» Instruction: Copy out every line, from the one containing "Category: street name sign" down to the end of the records. Scale each coordinate in the answers by 2.25, rounding to whole numbers with halves rounded up.
= = = = = = =
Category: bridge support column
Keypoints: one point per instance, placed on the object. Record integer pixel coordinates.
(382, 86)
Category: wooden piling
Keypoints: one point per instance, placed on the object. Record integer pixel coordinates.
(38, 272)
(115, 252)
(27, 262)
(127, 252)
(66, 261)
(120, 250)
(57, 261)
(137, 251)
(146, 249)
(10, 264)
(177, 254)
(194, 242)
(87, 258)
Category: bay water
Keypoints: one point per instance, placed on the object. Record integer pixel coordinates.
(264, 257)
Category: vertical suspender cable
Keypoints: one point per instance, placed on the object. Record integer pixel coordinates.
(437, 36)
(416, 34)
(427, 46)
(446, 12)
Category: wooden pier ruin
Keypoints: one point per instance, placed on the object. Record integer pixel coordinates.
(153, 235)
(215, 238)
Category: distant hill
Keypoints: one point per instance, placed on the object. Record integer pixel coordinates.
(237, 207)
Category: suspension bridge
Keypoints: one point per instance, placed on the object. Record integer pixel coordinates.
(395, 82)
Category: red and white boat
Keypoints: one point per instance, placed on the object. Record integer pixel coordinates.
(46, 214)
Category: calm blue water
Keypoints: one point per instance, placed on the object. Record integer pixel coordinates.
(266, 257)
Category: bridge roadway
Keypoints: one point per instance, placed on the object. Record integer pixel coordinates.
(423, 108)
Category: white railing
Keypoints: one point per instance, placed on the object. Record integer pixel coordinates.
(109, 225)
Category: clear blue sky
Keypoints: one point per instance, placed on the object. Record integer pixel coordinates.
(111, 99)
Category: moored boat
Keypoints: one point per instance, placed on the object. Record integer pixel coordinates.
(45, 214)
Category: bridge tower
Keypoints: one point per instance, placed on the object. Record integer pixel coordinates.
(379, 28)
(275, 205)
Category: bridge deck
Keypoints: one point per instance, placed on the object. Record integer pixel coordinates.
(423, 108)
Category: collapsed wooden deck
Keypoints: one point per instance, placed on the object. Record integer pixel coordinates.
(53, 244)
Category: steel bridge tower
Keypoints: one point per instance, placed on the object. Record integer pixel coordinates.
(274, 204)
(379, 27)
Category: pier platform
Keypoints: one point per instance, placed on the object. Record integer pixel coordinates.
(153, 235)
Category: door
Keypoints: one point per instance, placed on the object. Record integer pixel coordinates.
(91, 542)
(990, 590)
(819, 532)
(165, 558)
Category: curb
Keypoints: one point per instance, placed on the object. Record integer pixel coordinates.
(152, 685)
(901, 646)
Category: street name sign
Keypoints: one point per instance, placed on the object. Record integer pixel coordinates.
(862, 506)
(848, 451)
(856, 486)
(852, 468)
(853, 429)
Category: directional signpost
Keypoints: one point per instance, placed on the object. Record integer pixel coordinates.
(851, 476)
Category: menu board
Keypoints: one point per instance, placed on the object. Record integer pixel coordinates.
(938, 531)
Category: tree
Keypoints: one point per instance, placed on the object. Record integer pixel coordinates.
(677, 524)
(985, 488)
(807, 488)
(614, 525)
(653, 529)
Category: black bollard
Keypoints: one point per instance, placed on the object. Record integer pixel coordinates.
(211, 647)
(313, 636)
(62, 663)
= = = = = = =
» Written answer:
Category: street name sign
Keypoints: one point per instance, placed on the object. Record integer pixel coordinates.
(1940, 1139)
(1908, 1015)
(1926, 1094)
(1917, 1053)
(1919, 965)
Category: directional signpost
Keypoints: one point per instance, placed on the object. Record integer pixel coordinates.
(1915, 1071)
Category: menu board
Keypoints: one point per instance, placed on the object. Record integer pixel coordinates.
(2111, 1195)
Category: tree
Keypoints: one point per instance, placed on the object. Record integer pixel coordinates.
(1523, 1179)
(2216, 1098)
(1816, 1098)
(1382, 1181)
(1469, 1190)
Category: black bollard
Keypoints: one point per instance, placed on the object. Record integer pixel coordinates.
(475, 1456)
(704, 1431)
(140, 1492)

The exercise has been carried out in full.